→ **Selection**
— start —
# New Mushroom Hunting Stick....



## outdoorlivin247 (Jan 5, 2011)

My brother made me a new mushroom hunting stick and gave it to me for Christmas...I love my old one, but this one just flat out ROCKS...


----------



## cjcocn (Jan 5, 2011)

what's it used for?

is it a walking stick?

those mushroom-looking ends ... did he carve those in and burn them to get that look?

having never seen one before .... i guess im not qualified to say it looks good, but it does


----------



## outdoorlivin247 (Jan 5, 2011)

cjcocn said:


> what's it used for?
> 
> is it a walking stick?
> 
> ...


 
It is used to move brush while looking for morel mushrooms...

It is great for the fact that it gets your eyes focused on what you are looking for...

I was not there when made it, but would assume he used a dremel and it gave him the look he wanted...I will ask to make sure...


----------



## outdoorlivin247 (Jan 5, 2011)

Here is a pic from this past spring...Gives you an idea were they hide...


----------



## cjcocn (Jan 5, 2011)

outdoorlivin247 said:


> Here is a pic from this past spring...Gives you an idea were they hide...


 
 ... i should learn about those things.

i know that there are edible ones up here, but i know so little of which ones they are i would likely poison myself right quick 

i know of a guy about 30 miles north of here that picks them regularly ... i should tag along with him this spring/summer and start my education


----------



## Mastermind (Jan 5, 2011)
— end —
→ **Task 1**
Please return everything from "i know that" down to "Mastermind (Jan 5, 2011)" in the mushroom stick thread, without changing a word.
→ **Task 2**
In the mushroom stick thread, what does outdoorlivin247 say the stick is used for?
→ **Task 3**
Write what comes next in the mushroom stick thread, starting after its last line.

→ **Stored records**
— start —
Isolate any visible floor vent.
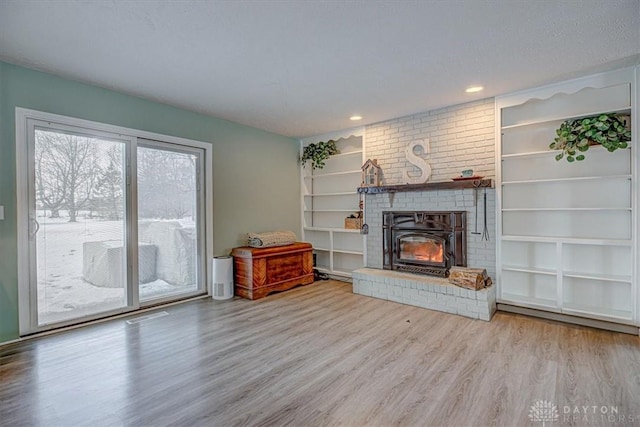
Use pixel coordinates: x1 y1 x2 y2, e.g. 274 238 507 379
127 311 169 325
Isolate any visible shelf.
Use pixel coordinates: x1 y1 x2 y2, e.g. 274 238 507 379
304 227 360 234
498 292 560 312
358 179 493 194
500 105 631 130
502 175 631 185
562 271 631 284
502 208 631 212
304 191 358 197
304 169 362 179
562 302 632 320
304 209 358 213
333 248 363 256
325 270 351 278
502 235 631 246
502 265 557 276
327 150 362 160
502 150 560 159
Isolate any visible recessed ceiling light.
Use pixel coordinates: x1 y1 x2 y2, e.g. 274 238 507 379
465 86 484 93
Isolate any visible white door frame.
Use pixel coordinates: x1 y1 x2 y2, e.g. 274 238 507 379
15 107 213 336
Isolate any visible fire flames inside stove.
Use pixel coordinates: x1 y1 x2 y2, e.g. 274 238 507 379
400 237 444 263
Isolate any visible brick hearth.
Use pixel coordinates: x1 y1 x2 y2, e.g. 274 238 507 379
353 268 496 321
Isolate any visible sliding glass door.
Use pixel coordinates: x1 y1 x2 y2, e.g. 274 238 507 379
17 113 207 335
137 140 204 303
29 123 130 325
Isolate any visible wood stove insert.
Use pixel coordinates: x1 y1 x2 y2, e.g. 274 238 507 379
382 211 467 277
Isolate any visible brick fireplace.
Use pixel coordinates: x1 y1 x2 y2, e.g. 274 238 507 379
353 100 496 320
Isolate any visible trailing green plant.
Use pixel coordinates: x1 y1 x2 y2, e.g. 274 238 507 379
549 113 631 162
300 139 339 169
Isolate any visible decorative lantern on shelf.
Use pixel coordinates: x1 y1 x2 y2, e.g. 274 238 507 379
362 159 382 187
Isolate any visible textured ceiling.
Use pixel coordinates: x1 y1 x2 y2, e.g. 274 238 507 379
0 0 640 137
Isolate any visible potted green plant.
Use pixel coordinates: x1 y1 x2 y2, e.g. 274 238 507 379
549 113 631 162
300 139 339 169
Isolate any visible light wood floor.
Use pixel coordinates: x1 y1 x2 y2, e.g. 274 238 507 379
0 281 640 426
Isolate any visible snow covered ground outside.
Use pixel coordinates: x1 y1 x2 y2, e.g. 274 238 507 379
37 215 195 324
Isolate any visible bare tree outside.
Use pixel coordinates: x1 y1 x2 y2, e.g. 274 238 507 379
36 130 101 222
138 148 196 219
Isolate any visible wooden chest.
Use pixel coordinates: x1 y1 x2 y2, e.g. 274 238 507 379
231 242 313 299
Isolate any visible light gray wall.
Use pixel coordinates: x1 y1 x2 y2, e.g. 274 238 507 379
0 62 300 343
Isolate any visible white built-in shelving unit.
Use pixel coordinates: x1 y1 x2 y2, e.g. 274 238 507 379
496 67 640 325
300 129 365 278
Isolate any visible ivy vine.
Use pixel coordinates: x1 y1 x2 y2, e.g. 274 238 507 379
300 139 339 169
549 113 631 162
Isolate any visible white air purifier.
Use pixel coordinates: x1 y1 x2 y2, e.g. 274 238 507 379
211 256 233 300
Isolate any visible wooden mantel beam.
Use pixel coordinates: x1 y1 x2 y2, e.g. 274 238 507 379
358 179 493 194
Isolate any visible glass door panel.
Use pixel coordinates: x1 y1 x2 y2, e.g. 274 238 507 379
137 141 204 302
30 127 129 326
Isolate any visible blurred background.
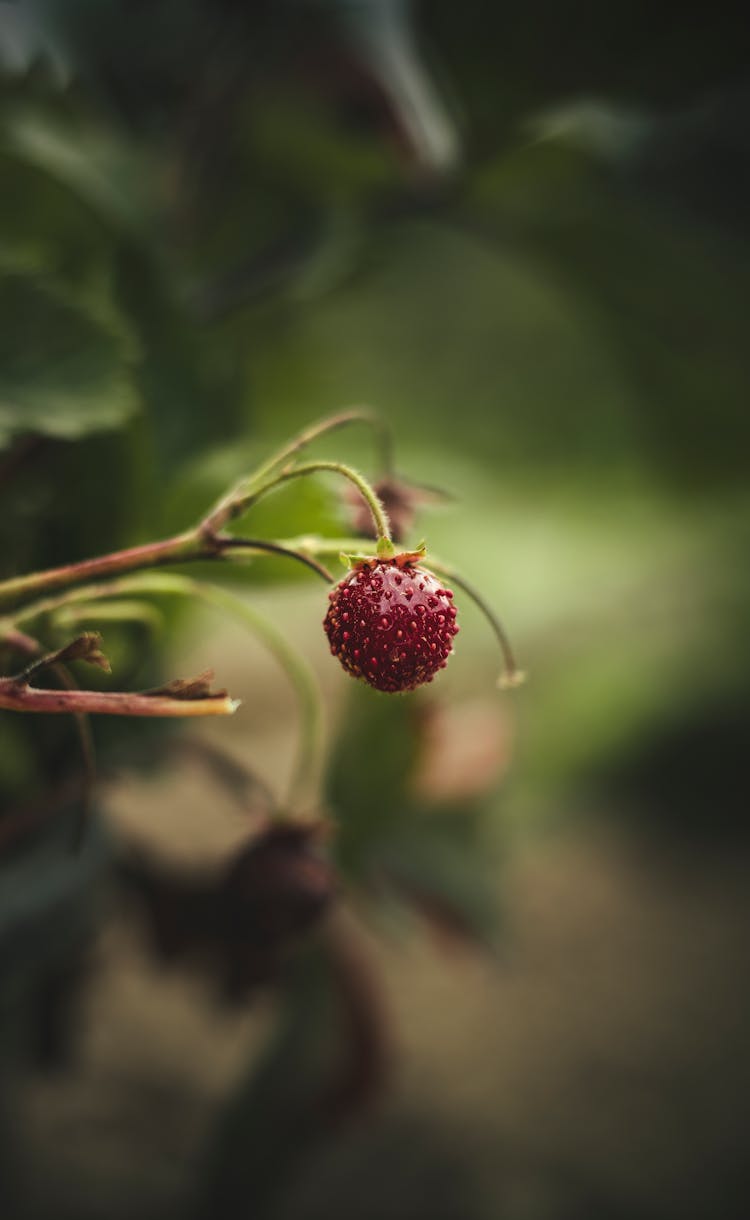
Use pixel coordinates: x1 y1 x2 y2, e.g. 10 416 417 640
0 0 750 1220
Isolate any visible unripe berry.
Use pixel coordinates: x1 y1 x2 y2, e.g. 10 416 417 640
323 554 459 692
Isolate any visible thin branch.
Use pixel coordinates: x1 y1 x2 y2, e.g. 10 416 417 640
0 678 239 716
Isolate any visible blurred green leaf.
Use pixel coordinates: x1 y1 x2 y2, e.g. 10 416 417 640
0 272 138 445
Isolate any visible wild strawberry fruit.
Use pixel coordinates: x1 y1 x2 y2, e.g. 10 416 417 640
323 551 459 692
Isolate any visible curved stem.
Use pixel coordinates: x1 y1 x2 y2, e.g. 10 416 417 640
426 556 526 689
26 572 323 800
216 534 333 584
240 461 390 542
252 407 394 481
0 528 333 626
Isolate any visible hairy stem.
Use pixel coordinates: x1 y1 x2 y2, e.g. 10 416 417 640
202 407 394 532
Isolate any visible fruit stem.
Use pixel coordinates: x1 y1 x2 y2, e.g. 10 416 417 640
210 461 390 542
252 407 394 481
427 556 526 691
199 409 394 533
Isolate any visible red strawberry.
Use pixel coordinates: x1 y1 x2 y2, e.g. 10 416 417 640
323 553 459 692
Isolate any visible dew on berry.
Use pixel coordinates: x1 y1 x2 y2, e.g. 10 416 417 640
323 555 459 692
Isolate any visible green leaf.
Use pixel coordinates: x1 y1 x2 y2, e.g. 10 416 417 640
— end —
— start —
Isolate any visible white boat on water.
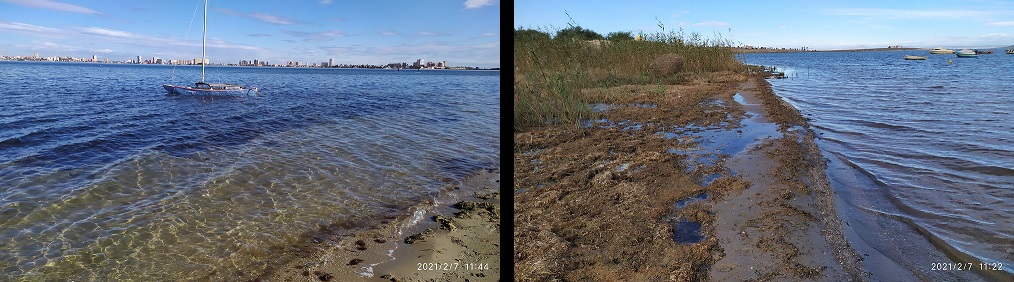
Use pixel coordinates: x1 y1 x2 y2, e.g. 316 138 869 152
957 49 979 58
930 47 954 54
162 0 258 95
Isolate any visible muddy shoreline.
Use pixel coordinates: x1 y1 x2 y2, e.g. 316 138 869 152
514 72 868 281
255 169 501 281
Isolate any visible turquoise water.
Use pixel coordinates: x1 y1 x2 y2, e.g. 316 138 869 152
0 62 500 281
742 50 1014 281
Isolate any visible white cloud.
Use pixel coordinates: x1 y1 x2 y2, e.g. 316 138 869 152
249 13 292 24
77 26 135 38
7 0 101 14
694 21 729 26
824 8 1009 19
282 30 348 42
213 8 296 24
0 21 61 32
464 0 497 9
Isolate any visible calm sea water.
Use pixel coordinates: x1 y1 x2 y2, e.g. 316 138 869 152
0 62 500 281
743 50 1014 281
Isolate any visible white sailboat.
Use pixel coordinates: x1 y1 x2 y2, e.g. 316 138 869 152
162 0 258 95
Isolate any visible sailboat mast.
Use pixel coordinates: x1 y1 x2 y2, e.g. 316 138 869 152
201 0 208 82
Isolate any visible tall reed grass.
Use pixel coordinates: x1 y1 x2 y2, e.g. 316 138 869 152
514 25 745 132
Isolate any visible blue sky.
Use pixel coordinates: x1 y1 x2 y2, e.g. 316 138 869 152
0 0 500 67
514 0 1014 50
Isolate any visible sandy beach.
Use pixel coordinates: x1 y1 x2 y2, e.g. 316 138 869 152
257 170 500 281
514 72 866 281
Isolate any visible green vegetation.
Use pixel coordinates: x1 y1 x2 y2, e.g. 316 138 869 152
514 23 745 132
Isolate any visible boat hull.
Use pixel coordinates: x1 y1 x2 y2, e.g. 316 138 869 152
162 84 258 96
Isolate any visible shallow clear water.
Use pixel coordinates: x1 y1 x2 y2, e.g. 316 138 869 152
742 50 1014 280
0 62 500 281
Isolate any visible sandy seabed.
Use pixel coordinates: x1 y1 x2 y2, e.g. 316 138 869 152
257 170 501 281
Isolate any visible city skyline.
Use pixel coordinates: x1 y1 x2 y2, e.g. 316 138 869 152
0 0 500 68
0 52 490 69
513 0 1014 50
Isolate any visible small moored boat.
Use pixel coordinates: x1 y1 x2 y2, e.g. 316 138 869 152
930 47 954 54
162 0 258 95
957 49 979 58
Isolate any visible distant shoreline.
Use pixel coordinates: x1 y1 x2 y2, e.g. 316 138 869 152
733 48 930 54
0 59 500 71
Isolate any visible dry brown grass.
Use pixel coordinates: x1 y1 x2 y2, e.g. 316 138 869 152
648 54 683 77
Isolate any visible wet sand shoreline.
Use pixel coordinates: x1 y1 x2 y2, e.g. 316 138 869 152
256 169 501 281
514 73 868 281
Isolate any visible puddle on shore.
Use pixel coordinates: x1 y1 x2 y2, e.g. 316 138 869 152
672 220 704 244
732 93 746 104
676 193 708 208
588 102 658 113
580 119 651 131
— end —
— start —
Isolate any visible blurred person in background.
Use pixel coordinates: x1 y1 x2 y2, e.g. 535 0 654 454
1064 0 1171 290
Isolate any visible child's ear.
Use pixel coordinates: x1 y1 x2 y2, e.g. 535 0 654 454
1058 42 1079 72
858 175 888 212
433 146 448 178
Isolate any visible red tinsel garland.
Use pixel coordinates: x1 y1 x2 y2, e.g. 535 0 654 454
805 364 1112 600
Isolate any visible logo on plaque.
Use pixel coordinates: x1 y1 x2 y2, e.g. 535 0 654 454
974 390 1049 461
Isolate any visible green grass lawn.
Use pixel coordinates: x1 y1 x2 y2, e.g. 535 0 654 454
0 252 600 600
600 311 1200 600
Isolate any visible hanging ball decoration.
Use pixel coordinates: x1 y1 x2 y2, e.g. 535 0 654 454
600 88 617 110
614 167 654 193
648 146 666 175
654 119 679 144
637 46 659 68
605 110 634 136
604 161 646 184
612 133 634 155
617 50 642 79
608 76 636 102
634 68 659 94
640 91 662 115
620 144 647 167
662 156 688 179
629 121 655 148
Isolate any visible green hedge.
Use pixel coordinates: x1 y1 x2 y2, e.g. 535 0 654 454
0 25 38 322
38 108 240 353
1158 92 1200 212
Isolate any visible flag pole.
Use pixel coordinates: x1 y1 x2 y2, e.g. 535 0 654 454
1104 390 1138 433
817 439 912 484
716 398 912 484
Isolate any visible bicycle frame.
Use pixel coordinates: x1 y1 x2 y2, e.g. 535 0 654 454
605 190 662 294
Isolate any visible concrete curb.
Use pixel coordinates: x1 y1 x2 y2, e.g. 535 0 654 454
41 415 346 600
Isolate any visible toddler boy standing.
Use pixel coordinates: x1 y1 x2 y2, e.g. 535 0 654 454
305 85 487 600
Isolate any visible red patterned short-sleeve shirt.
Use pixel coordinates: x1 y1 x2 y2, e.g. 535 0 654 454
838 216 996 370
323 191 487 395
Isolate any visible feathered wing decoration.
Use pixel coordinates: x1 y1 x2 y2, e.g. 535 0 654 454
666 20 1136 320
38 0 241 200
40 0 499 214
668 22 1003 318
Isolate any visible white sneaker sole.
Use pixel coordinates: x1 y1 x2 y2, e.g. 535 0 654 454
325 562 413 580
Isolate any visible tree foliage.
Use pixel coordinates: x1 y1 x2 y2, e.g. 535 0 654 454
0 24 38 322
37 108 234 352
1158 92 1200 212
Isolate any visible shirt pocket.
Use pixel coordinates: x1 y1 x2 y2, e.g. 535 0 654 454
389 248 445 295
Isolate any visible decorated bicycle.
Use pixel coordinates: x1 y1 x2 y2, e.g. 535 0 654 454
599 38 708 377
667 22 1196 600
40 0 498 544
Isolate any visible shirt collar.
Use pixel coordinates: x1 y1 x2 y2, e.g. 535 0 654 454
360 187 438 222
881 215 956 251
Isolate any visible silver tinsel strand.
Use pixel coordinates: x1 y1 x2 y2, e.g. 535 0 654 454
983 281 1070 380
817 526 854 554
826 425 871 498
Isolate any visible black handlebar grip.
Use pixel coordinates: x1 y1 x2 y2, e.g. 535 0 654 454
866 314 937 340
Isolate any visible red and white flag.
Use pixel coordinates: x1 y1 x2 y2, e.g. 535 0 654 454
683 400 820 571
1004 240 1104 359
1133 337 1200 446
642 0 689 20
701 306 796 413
— end —
→ **Task output 1**
i know that there are edible ones up here, but i know so little of which ones they are i would likely poison myself right quick 

i know of a guy about 30 miles north of here that picks them regularly ... i should tag along with him this spring/summer and start my education


----------



## Mastermind (Jan 5, 2011)

→ **Task output 2**
To move brush while looking for morel mushrooms.

→ **Task output 3**
Your brother does nice work.


----------



## yooper (Jan 6, 2011)

I have made a few of them for friends, just ran out of shroomy friends to make em for. your bro does nice work!


----------



## outdoorlivin247 (Jan 6, 2011)

mastermind7864 said:


> Your brother does nice work.


 


yooper said:


> I have made a few of them for friends, just ran out of shroomy friends to make em for. your bro does nice work!


 
He is very talanted when it come to anything like this...He is a perfectionist with patience...I wish I could get myself to sit still long enough to do some of the things he does...


----------



## discounthunter (Jan 6, 2011)

very cool.


----------



## TMFARM 2009 (Jan 12, 2011)

nice stick.... i have never been good at mushroom hunting, they seem to disappear when i shoot them.:hmm3grin2orange::hmm3grin2orange:


----------



## RVALUE (Jan 12, 2011)

cjcocn said:


> ... i should learn about those things.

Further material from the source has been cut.